**ASSIGNMENT 1**
Reproduce a passage of the CBD drug-test article word for word, beginning at the words "Researchers at Johns" and stopping after "inhaled from balloons.".
**ASSIGNMENT 2**
Answer these questions from the CBD drug-test article.
(a) In which journal did the Johns Hopkins researchers publish their paper?
(b) How many of the six study participants tested positive?
(c) How many milligrams of CBD did the total dose contain?

Study Indicates That Use Of Some CBD Products May Result In Cannabis-Positive Drug Test

Researchers at Johns Hopkins Medicine have published a paper in the Journal of Analytical Toxicology demonstrating that the vaping of some legal hemp products may yield a cannabis-positive result on a drug test.

By federal definition, hemp may contain no more than 0.3 percent delta-9 tetrahydrocannabinol (THC), the psychoactive substance in cannabis that causes the high.

In a study involving six participants, two tested positive after vaping cannabis that contained 0.39 percent THC, 10.5 percent CBD, and a 27 to 1 ratio of CBD to THC that is similar to common hemp and CBD products.

For the study, three women and three men with an average age of 31 each vaporized a little less than a gram of cannabis which they inhaled from balloons.

The total dose contained 100 milligrams of CBD and 3.7 milligrams of THC.

While the THC concentration in the cannabis used in the study did not meet the federal definition of hemp, it exceeded the maximum amount by only 0.09 percent.

“Because the market for CBD products is so new and the popularity of use is growing so quickly, we want the public to be aware that a positive drug test is possible,” says Associate Professor of Psychiatry and Behavioral Sciences at Johns Hopkins University School of Medicine Ryan Vandrey, Ph.D. “I have a hard time finding anyone who hasn’t used a CBD product at least once, but most are completely unaware of the possibility of THC exposure or a positive drug test as a result of using these newly legalized products.”

**PROVIDED RECORDS**
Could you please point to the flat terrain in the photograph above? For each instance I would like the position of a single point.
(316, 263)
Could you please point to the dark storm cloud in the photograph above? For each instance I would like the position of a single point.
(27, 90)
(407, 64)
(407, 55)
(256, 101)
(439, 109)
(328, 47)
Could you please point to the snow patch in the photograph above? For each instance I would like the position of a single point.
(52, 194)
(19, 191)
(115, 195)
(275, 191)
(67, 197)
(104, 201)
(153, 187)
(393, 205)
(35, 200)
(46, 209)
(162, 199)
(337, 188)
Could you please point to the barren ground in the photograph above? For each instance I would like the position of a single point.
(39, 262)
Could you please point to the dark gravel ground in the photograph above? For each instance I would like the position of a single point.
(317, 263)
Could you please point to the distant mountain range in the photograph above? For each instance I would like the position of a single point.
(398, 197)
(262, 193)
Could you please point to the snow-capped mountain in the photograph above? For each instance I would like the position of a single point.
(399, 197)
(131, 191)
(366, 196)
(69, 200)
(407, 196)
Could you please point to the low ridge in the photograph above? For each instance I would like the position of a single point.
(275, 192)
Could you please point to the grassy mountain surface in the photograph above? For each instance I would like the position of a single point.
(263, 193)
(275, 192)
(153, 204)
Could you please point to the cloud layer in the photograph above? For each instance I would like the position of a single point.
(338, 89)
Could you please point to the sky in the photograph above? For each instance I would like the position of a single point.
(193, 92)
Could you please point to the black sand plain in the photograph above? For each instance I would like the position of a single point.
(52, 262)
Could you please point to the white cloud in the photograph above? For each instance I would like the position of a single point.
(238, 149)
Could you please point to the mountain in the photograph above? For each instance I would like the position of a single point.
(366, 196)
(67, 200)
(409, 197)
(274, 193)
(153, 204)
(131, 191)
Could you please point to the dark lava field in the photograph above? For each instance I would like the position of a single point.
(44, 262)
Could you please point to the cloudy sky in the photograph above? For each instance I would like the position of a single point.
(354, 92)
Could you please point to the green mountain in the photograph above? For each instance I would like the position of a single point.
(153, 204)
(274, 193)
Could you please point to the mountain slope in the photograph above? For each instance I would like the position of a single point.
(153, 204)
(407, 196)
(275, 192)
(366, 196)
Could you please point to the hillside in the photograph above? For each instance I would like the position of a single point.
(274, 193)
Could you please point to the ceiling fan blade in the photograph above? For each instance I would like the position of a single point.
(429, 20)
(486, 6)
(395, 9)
--
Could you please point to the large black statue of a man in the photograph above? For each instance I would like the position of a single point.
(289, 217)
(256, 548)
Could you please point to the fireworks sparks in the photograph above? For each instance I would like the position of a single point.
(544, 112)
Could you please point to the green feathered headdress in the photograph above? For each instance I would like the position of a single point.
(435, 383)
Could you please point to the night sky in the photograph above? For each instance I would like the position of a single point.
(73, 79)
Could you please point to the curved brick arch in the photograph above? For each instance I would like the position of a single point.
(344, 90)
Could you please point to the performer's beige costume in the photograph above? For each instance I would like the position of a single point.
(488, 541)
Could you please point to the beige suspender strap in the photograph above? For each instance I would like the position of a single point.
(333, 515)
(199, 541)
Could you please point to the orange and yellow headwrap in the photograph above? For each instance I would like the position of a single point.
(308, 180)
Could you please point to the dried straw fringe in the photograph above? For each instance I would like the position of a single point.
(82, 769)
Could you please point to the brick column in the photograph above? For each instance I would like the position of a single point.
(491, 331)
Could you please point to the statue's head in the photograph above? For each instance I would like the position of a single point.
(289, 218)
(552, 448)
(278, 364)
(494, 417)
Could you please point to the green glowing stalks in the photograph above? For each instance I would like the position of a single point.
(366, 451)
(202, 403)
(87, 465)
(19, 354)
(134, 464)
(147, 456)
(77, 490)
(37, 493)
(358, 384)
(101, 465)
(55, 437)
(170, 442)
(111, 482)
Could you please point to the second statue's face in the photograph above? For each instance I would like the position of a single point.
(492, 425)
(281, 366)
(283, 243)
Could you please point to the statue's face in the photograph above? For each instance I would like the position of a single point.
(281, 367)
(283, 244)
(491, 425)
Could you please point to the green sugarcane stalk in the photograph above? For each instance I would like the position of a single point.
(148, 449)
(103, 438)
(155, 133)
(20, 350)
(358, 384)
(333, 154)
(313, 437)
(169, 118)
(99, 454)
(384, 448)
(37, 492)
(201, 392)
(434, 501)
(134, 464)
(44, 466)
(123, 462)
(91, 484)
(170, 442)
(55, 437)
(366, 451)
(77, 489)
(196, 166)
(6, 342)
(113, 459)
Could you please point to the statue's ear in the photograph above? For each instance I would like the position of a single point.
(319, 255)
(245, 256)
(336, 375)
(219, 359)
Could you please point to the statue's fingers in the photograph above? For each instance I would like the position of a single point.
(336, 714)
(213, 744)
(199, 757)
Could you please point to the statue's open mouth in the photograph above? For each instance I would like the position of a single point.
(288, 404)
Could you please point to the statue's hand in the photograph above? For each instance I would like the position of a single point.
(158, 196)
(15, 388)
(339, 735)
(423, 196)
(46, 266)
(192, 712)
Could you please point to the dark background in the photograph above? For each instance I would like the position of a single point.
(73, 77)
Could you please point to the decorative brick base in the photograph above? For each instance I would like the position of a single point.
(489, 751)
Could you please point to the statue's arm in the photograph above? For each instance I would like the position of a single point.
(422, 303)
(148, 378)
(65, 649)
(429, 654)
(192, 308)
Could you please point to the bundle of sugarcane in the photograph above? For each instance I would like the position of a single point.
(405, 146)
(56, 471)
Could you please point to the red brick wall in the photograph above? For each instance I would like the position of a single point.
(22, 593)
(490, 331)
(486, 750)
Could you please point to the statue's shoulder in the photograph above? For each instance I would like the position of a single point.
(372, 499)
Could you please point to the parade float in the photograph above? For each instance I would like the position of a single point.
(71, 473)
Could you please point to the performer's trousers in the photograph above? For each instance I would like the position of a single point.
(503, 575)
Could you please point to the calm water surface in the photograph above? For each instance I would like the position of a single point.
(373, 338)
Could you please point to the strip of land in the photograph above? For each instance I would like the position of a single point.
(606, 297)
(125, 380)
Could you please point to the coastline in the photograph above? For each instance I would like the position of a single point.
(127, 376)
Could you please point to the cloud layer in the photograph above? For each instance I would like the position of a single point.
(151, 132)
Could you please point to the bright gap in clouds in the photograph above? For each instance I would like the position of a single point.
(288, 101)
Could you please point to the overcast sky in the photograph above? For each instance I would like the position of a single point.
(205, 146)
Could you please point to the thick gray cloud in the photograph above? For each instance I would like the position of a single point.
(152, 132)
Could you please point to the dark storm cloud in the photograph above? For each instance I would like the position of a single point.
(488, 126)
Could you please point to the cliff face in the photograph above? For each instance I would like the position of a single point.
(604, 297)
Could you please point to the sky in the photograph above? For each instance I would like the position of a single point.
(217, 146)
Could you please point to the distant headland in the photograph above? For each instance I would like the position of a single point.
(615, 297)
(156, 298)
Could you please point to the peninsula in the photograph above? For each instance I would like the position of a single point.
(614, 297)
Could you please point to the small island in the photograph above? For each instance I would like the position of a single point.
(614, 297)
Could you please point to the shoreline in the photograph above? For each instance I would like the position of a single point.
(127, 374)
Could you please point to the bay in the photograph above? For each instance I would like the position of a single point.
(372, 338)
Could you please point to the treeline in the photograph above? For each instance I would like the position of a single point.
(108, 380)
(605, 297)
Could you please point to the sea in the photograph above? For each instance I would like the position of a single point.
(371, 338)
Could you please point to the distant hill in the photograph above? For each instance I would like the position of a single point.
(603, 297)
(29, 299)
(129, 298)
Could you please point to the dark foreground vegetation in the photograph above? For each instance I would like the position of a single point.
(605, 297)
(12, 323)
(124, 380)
==
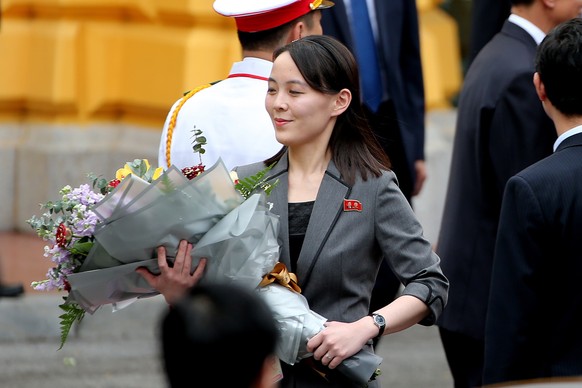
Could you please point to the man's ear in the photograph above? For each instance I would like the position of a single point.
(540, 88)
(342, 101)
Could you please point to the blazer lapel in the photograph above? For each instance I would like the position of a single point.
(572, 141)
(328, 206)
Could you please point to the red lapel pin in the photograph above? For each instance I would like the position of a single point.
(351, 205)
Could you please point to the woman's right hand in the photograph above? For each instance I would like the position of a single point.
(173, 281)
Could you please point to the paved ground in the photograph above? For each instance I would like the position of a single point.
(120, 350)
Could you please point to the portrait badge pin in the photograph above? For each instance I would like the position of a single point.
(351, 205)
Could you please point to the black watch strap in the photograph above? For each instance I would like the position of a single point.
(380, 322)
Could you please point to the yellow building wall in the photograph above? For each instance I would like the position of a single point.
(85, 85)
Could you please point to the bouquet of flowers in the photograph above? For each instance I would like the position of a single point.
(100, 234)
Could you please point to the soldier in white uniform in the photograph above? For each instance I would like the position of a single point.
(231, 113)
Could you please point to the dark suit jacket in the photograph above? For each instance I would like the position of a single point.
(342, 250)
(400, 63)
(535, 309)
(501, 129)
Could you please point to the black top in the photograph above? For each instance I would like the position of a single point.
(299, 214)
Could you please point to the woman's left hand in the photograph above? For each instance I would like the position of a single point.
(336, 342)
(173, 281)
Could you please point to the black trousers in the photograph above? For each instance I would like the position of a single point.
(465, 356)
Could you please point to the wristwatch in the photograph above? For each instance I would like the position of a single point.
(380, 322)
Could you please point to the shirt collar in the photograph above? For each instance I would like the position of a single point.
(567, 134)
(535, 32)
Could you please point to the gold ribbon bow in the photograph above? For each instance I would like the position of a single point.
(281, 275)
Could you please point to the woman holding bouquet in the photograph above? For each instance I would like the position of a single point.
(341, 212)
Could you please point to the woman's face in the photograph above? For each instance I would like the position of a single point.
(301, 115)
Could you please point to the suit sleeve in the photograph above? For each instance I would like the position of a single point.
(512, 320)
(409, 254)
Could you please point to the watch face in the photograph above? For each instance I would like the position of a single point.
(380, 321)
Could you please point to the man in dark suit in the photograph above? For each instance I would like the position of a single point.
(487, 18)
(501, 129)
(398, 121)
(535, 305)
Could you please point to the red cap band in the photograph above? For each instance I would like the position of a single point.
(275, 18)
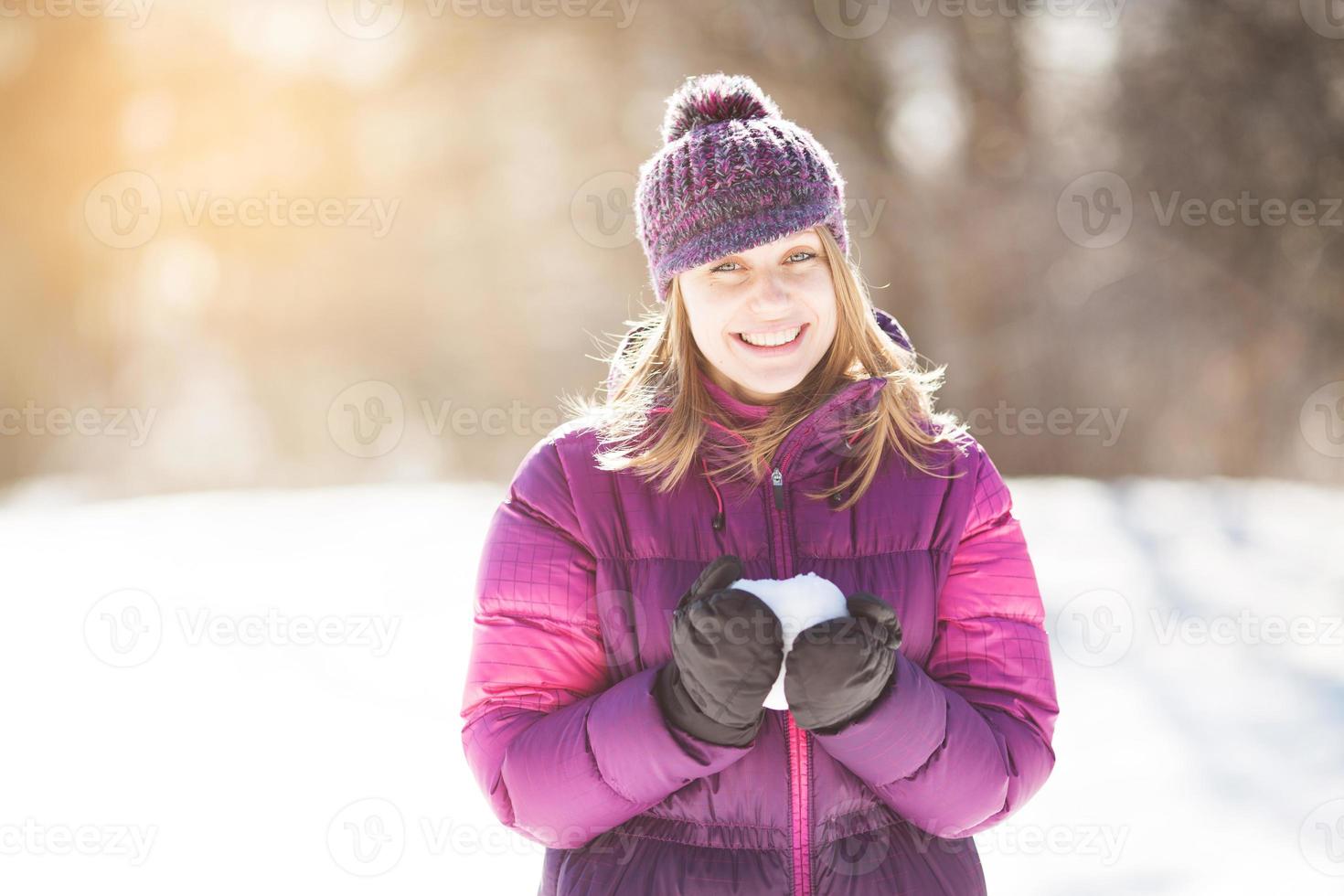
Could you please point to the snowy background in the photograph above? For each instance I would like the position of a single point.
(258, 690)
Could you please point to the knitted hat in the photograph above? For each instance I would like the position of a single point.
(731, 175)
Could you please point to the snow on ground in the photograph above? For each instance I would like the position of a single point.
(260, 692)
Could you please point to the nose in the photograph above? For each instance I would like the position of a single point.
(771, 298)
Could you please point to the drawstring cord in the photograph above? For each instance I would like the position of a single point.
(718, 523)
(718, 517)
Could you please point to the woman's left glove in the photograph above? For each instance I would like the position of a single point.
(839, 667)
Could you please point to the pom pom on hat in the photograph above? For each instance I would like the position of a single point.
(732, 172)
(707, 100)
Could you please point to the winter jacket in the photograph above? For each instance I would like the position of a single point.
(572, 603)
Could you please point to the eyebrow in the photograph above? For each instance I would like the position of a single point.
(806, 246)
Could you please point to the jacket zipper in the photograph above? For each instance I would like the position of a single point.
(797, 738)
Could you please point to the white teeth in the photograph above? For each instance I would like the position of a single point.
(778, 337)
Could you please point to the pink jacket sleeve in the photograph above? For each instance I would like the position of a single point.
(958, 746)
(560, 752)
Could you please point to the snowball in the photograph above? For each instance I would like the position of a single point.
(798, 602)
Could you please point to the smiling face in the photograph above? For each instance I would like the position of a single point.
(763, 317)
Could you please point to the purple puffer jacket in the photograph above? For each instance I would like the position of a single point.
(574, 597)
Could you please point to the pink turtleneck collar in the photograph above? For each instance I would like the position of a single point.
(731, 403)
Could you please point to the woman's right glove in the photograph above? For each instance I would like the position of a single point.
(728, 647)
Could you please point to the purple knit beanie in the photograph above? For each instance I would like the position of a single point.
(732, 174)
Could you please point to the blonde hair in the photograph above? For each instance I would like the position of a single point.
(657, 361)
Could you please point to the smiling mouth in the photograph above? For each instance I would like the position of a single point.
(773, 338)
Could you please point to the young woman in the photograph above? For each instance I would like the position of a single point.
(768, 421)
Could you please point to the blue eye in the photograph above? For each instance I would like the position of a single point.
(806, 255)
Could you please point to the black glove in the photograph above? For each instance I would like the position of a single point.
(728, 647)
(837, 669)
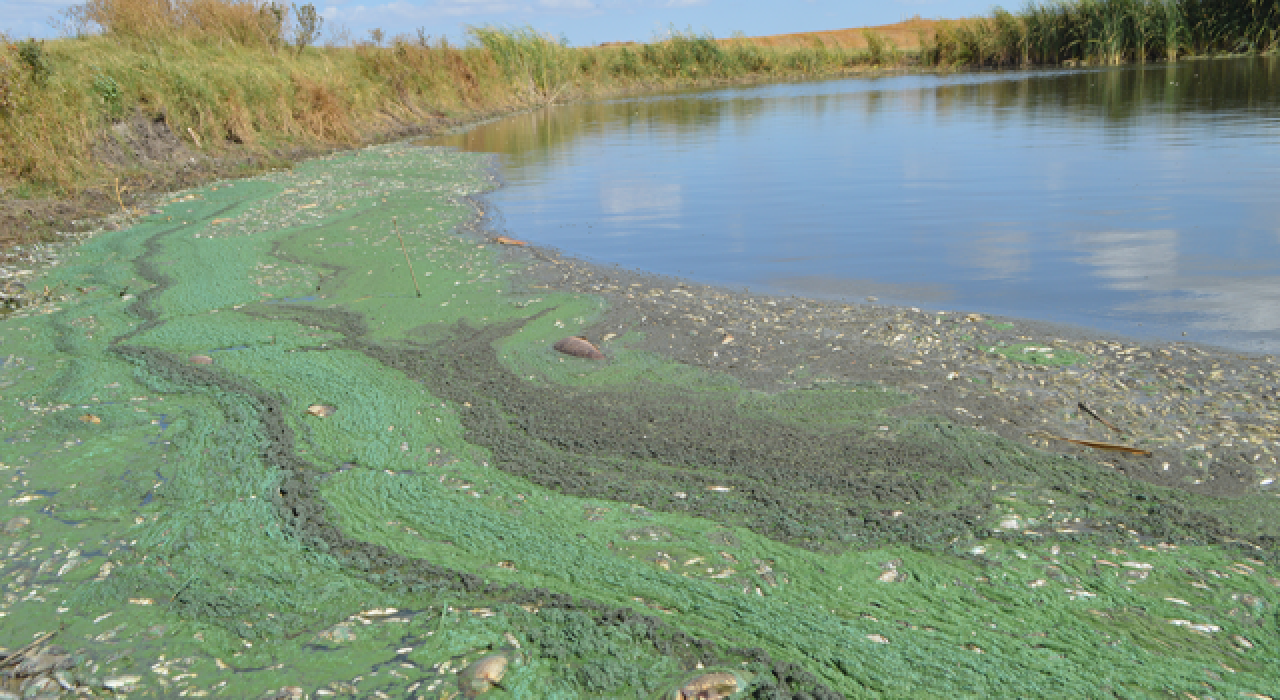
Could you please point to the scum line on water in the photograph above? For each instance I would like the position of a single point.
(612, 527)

**PROBLEM SOLUTION 1**
Researchers at Johns Hopkins Medicine have published a paper in the Journal of Analytical Toxicology demonstrating that the vaping of some legal hemp products may yield a cannabis-positive result on a drug test.

By federal definition, hemp may contain no more than 0.3 percent delta-9 tetrahydrocannabinol (THC), the psychoactive substance in cannabis that causes the high.

In a study involving six participants, two tested positive after vaping cannabis that contained 0.39 percent THC, 10.5 percent CBD, and a 27 to 1 ratio of CBD to THC that is similar to common hemp and CBD products.

For the study, three women and three men with an average age of 31 each vaporized a little less than a gram of cannabis which they inhaled from balloons.

**PROBLEM SOLUTION 2**
(a) The Journal of Analytical Toxicology
(b) Two
(c) 100 milligrams